_SET EXERCISE_:
In the records below, find the line containing "[point] every instance of the overcast", then extract that line and all subsequent lines exactly, leaving out everything else.

_MATERIAL FOR THE TASK_:
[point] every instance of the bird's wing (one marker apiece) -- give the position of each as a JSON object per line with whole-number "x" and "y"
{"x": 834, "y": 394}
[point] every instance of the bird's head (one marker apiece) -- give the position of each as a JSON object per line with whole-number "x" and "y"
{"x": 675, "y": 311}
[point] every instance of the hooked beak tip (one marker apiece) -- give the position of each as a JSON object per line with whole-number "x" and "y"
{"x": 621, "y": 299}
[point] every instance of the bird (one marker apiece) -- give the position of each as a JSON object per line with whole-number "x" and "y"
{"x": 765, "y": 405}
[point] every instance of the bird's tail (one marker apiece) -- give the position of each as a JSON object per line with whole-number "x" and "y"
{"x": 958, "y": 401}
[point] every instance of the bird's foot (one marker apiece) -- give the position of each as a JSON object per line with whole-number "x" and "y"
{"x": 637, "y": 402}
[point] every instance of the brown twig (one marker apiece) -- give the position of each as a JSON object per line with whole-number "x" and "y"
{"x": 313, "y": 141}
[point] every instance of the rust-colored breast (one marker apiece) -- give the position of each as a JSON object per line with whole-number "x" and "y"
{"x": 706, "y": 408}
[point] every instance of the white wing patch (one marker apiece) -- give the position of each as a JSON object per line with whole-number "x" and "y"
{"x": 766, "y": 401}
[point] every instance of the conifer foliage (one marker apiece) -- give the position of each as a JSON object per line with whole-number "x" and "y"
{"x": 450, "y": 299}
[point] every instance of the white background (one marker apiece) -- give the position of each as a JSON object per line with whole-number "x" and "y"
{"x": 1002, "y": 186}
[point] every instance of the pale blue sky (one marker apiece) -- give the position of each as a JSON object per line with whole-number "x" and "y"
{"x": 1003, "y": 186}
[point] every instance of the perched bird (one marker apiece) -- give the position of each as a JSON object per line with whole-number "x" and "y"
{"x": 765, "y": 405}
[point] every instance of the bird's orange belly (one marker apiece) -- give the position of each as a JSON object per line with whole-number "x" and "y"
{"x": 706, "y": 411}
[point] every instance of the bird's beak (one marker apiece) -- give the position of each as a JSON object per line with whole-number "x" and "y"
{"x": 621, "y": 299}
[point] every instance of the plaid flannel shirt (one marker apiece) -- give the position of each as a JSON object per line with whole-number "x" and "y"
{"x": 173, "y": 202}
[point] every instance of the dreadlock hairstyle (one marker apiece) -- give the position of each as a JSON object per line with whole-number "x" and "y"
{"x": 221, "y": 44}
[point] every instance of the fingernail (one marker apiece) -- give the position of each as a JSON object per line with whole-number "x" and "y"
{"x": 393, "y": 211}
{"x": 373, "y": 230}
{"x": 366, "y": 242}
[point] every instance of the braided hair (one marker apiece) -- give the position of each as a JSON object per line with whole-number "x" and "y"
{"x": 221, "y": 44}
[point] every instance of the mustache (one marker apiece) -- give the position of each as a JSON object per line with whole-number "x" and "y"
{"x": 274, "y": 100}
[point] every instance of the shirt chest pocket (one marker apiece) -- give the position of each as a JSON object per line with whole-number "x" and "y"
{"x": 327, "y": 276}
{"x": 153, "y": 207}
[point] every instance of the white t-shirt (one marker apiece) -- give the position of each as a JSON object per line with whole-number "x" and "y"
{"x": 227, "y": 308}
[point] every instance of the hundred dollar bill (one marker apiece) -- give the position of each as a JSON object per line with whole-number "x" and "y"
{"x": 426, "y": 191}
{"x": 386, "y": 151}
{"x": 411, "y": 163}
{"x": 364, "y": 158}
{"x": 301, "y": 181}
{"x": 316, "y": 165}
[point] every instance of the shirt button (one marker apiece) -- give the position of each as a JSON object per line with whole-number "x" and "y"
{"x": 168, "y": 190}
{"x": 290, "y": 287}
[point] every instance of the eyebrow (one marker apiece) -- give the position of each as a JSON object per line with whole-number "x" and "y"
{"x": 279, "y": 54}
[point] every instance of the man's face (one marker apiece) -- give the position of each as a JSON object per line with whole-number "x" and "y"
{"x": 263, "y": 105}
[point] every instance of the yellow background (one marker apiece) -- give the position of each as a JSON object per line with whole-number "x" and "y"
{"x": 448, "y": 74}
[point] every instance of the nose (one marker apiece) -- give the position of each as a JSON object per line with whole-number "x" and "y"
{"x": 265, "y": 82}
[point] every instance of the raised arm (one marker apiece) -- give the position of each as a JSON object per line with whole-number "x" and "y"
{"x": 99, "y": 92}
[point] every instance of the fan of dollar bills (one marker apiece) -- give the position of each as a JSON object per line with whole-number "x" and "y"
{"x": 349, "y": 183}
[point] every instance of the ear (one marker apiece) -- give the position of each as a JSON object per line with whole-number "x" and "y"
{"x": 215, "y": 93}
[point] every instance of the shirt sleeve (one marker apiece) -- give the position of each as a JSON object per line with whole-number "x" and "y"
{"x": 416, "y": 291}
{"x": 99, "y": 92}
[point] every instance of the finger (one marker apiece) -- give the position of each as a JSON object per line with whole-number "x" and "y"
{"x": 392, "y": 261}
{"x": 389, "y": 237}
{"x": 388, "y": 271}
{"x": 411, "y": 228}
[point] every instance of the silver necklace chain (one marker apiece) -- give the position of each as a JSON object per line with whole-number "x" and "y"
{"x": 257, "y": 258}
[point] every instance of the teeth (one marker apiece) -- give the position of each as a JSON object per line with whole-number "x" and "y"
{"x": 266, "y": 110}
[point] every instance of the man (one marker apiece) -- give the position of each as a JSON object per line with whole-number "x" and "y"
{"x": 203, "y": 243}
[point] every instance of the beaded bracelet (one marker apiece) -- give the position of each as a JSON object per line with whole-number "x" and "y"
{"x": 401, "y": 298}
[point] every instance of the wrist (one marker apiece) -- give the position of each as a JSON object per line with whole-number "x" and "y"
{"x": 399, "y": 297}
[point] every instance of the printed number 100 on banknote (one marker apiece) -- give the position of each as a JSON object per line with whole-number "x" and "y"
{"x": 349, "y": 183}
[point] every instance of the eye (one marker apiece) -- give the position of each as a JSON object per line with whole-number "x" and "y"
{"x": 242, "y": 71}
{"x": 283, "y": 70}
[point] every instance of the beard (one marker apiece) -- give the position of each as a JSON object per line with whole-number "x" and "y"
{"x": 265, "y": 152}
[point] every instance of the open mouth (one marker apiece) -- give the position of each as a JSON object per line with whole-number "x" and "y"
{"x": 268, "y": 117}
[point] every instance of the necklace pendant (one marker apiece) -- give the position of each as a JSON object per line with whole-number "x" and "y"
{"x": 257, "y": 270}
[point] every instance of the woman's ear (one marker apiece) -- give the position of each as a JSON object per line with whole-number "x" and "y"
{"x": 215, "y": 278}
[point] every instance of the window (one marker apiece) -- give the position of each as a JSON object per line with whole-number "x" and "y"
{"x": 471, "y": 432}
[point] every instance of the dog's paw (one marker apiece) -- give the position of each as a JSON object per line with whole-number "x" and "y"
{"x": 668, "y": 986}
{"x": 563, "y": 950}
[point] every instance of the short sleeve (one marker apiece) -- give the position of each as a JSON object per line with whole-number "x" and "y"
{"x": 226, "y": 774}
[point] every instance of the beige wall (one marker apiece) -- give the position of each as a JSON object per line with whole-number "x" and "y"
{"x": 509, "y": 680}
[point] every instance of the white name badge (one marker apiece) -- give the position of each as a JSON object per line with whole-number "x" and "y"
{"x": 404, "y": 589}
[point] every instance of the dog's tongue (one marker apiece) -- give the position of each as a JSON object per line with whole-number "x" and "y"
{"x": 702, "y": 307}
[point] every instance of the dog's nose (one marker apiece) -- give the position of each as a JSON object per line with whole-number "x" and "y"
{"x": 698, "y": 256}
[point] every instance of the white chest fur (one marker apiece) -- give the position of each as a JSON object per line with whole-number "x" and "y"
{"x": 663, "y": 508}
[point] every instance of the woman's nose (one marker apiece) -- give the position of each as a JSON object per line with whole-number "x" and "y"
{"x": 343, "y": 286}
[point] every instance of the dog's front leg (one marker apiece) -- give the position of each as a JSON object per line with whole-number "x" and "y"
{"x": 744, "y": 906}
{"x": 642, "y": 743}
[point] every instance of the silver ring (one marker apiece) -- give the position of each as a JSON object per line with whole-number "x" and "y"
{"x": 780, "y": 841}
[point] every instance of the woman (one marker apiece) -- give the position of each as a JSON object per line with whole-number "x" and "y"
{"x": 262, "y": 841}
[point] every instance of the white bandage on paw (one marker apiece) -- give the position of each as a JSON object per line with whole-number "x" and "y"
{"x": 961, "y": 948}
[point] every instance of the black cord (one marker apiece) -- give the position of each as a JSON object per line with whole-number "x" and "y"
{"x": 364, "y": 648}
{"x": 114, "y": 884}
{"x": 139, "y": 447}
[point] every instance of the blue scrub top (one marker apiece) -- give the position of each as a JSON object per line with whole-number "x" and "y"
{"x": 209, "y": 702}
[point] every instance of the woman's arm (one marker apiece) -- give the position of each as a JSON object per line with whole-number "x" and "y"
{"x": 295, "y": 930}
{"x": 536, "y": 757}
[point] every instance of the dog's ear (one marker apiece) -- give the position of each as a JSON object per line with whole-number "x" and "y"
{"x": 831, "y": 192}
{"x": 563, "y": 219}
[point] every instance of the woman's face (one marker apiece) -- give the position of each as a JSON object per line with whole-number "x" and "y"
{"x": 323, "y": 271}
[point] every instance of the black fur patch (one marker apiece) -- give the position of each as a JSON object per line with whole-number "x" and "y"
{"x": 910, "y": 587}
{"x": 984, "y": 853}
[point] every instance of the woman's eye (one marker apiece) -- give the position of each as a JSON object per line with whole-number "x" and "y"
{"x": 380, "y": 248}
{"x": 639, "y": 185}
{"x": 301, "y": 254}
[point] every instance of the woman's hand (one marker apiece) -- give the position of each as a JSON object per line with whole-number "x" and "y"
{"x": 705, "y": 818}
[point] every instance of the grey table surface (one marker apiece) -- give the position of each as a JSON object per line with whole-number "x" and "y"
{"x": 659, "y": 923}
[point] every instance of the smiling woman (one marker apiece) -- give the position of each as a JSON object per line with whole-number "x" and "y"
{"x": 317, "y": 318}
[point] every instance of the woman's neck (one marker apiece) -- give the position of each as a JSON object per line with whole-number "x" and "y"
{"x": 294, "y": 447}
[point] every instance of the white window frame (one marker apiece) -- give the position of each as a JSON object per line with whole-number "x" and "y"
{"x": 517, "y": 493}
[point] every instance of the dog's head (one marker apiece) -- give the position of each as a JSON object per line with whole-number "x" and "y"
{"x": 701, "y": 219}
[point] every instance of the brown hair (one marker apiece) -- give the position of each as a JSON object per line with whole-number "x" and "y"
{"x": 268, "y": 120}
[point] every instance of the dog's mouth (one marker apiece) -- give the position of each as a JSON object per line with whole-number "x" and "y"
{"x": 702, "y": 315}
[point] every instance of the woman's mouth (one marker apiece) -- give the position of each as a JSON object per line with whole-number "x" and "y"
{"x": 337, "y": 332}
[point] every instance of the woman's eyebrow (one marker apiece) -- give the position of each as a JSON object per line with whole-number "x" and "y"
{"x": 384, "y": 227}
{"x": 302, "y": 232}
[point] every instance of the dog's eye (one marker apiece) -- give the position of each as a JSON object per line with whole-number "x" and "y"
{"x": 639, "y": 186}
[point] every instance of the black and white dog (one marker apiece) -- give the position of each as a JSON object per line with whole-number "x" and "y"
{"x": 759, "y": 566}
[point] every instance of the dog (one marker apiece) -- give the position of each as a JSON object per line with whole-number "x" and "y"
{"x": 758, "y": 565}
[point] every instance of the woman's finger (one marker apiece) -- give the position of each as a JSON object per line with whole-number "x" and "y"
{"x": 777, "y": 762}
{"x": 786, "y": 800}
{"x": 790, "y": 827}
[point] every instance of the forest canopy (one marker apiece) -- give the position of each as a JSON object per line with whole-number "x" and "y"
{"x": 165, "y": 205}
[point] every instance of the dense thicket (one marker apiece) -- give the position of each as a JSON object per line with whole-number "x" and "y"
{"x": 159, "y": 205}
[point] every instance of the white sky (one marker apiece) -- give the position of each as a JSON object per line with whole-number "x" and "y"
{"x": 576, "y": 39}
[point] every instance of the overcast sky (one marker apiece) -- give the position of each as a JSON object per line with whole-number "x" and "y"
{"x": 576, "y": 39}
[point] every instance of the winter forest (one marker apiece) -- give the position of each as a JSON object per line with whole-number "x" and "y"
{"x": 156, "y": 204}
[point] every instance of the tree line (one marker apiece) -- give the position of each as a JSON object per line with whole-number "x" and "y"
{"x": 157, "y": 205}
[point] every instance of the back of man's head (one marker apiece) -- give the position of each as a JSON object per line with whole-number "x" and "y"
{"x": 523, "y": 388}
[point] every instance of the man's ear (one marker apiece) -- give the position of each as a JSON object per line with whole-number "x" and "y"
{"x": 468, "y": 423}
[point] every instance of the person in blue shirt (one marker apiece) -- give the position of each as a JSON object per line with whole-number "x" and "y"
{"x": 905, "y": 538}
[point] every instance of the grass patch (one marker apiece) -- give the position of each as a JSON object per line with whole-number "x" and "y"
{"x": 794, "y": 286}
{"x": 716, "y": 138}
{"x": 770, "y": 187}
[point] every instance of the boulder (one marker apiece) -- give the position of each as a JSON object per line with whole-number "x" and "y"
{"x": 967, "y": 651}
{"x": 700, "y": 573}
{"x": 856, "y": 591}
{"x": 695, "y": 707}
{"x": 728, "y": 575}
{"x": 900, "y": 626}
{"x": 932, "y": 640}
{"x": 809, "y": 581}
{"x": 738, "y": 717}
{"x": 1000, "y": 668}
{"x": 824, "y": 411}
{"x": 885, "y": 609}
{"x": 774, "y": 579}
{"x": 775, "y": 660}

_OUTPUT_:
[point] every instance of the overcast sky (one marker apiece) -- give the position of each as a JSON object per line with whole-number "x" and "y"
{"x": 576, "y": 39}
[point] every instance of the winter forest (one marker apiece) -- give the position of each as a JSON object per line with whole-number "x" and "y"
{"x": 156, "y": 204}
[point] every instance of the tree line (one marker apiece) -- give the position of each as a JSON object per line with whole-number "x" and "y"
{"x": 157, "y": 205}
[point] every instance of the back of man's head (one marker apiece) -- give the position of each as a JSON object per line with whole-number "x" and "y"
{"x": 523, "y": 388}
[point] every instance of the man's ear (one marker apiece) -- give the position of each as a JSON object per line with whole-number "x" and "y"
{"x": 468, "y": 423}
[point] every instance of the person in blue shirt (one marker apiece) -- give the position of each as a JSON object per line with whole-number "x" and "y"
{"x": 905, "y": 538}
[point] every instance of the grass patch (one marker apiece) -- give the position of each as a JSON object per line with whole-number "x" and "y"
{"x": 794, "y": 286}
{"x": 716, "y": 138}
{"x": 770, "y": 187}
[point] every instance of the boulder (one marker apiece) -- give the position of each as a JSON object per line with whole-number "x" and "y"
{"x": 967, "y": 651}
{"x": 700, "y": 573}
{"x": 856, "y": 591}
{"x": 695, "y": 707}
{"x": 728, "y": 575}
{"x": 900, "y": 626}
{"x": 932, "y": 640}
{"x": 809, "y": 581}
{"x": 738, "y": 717}
{"x": 1000, "y": 668}
{"x": 824, "y": 411}
{"x": 885, "y": 609}
{"x": 774, "y": 579}
{"x": 775, "y": 660}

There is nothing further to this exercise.